課題 -
1. リストの中から「tree」という語を含む行をすべて列挙してください。大文字と小文字は区別します。
2. 「震災歌集」を紹介する文章を、最後の文の後から引き継いで書き進めてください。

本文 -
╭──

震災関連で、思い出しては数年ごとに本棚から取り出す本に
長谷川櫂著「震災歌集」(中央公論新社・2011年4月25日発行)があります。
短歌なので、その都度別なことを思い浮かべたりします。
たとえば、
避難所に久々にして足湯して
『 こんなときに笑っていいのかしら 』 (p126)
この短歌から、『ひょっこりひょうたん島』の主題歌の
泣くのはイヤだ笑っちゃお
という言葉が、思い浮かんだりします。
この歌集の最後から二番目に、こんな歌がありました。
ピーポーと救急車ゆくとある街のとある日常さへ今はなつかし (p143)
今回は、この短歌と、後藤新平の提議とが重なって思い浮かびました。

╰──

提供リスト -
╭──

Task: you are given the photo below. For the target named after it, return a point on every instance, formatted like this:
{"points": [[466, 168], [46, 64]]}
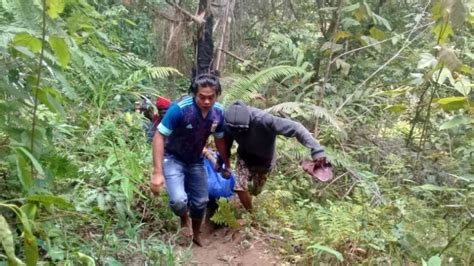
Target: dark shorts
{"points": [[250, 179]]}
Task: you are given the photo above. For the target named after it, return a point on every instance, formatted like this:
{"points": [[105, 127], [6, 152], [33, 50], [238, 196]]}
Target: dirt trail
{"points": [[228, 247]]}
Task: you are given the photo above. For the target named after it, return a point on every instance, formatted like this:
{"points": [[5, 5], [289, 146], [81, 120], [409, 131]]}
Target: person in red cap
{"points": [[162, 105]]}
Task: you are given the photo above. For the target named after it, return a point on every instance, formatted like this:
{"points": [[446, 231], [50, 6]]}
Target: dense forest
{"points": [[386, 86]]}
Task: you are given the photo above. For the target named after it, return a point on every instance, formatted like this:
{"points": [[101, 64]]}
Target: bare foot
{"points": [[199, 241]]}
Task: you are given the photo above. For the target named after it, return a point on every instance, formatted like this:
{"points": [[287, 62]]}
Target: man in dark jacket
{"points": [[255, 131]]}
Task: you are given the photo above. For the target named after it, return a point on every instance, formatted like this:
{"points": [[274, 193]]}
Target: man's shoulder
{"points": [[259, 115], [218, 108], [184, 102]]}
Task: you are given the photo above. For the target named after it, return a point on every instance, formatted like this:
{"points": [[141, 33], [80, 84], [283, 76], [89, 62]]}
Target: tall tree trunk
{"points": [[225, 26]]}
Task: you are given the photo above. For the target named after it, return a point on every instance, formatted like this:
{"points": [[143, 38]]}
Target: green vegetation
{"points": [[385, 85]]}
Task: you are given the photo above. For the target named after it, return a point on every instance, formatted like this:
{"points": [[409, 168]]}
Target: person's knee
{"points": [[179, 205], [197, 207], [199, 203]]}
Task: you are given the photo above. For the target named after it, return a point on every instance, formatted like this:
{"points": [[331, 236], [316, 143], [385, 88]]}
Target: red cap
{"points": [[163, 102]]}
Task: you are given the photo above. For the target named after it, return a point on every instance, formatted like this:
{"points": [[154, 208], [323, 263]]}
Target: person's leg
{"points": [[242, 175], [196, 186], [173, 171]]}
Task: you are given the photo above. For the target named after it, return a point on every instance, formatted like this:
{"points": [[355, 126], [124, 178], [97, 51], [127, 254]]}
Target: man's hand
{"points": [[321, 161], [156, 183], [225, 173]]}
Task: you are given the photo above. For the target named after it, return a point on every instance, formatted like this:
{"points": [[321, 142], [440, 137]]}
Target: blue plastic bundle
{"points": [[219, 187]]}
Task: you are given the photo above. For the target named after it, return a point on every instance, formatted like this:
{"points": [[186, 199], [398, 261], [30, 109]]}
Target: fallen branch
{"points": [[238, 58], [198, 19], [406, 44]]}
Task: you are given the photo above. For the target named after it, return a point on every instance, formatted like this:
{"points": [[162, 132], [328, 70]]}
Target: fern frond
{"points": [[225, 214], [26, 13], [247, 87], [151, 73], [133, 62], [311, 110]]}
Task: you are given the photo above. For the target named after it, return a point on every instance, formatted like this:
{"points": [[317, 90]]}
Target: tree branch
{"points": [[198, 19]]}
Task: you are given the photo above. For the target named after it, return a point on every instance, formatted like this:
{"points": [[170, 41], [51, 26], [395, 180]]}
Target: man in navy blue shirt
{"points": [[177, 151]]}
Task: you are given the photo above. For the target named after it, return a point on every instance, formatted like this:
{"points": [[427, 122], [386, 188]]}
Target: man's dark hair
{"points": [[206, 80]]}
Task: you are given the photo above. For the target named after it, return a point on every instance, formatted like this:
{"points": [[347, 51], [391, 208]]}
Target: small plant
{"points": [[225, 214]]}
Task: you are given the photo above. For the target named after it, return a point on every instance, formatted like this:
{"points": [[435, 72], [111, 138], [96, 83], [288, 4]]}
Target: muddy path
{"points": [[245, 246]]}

╰──

解答 -
1.
Target: tall tree trunk
Target: tree branch

2.
「 何を措いても、民心の安定を図る事と、
罹災者の救護を完了する事が、絶対要件だと思って、
閣員に命じて警察、憲兵、海軍、陸軍及び各省をして
善処せしむる様に措置せしめたが、
皆よく其の任を竭(つく)して呉れた。
民心安定の為めの一方法として、後藤(新平)内相は、
兵に市中を喇叭(ラッパ)を吹き歩かせて貰いたい
という提議をしたのも、此の時だ。
恰(あたか)も海軍に於いて、
サーチライトを照らさせた事が、国民に、
どれ程よい感じを持たせたか判らないことであったから、
平凡ではあるが、大変良い考えと思って、
早速田中陸相に命じて実行させた。
此等はホンの一挿話に過ぎざる様の事であるが、
余程市民の心を和げた様に思う。
其の他各機関共に、よく働いて呉れ、又凡(すべ)ての人が、
実によく、呼吸を合わせて働いて呉れた。
国軍の倉を開き、軍艦の食糧を罹災民に提供した事の如き、
たしかに記録すべき事である。 (「帝都復興秘録」) 」
( p159 鶴見祐輔著「決定版正伝 後藤新平」8 藤原書店2006年)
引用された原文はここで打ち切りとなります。